Supplied records:

────────

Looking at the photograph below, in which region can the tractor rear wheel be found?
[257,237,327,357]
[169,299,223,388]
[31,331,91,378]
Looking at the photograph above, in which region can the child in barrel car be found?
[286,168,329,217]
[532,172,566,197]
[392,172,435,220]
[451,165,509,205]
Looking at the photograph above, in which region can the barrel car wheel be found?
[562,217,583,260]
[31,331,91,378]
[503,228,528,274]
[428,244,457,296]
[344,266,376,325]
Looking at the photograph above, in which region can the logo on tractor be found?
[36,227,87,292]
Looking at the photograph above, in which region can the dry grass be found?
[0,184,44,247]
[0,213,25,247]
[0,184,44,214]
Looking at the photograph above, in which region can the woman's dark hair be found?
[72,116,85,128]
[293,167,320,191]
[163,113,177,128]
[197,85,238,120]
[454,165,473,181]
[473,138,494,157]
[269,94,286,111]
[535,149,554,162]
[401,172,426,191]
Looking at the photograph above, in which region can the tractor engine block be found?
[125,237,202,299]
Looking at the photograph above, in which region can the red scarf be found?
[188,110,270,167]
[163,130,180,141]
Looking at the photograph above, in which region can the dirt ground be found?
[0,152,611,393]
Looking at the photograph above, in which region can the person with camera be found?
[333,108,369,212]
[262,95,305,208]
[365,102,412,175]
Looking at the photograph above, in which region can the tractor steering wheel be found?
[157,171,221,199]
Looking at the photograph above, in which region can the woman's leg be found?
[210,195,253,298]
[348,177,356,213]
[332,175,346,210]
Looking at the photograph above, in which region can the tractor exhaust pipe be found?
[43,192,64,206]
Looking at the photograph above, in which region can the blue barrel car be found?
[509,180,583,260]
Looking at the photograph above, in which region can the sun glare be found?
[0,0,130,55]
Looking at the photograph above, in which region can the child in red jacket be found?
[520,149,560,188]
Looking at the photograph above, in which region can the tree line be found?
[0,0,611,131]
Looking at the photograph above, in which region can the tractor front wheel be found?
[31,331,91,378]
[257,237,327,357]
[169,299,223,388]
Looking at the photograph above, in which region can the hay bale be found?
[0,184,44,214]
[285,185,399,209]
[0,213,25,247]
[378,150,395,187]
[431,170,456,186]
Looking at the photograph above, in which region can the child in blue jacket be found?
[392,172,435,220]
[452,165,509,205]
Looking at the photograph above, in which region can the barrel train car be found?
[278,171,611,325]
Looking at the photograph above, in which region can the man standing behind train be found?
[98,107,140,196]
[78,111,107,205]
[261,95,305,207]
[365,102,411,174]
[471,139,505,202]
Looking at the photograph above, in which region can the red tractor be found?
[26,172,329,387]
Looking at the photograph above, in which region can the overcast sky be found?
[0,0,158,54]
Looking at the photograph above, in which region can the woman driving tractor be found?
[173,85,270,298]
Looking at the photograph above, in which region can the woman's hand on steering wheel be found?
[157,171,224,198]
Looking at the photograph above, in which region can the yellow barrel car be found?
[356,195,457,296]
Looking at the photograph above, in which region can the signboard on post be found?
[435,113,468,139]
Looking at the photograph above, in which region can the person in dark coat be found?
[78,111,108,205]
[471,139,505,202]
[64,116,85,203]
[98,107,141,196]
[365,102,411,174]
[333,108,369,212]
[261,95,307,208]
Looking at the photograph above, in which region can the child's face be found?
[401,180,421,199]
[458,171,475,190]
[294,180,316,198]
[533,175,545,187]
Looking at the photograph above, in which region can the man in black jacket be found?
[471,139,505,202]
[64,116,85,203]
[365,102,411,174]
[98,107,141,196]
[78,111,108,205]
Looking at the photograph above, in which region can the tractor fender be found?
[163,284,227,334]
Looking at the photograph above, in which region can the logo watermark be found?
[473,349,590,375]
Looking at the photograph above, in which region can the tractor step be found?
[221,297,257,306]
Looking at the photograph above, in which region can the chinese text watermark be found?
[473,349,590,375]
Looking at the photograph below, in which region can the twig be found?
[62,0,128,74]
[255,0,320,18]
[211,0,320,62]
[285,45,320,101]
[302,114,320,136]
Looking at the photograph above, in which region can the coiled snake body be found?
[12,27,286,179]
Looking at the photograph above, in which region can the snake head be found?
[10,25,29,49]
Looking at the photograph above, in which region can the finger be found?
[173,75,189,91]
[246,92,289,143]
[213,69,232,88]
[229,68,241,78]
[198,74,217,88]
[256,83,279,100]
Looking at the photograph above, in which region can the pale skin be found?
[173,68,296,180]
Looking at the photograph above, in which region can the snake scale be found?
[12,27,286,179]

────────

Written problem:
Recast the lines of the records as a numbered list, starting at the line that contains "driving tractor be found?" and ending at the line that contains "[163,284,227,334]", with both of those lines included and any blank lines left out.

Answer to the exercise:
1. Looking at the photograph above, in which region can the woman driving tractor be found?
2. [173,85,270,298]
3. Looking at the photograph above, in which region can the woman's hand on steering wheel be found?
4. [157,171,224,198]
5. Looking at the photograph above, in which region can the yellow barrel car be found?
6. [356,195,457,296]
7. Looking at the photograph above, in which region can the signboard on post be found?
8. [435,113,468,139]
9. Looking at the photograph above, in which region can the person in dark coat be found?
10. [78,111,108,205]
11. [471,139,505,202]
12. [64,116,85,203]
13. [98,107,141,196]
14. [365,102,411,174]
15. [333,108,369,212]
16. [261,95,307,208]
17. Looking at the photograph above, in which region can the child's face be found?
18. [401,180,421,199]
19. [458,171,475,190]
20. [294,180,316,198]
21. [533,175,545,187]
22. Looking at the photograph above, in which region can the man in black jacket be found?
23. [471,139,505,202]
24. [64,116,85,203]
25. [365,102,411,174]
26. [98,107,141,196]
27. [78,111,108,205]
28. Looking at the photograph above, in which region can the tractor fender be found?
29. [163,284,227,334]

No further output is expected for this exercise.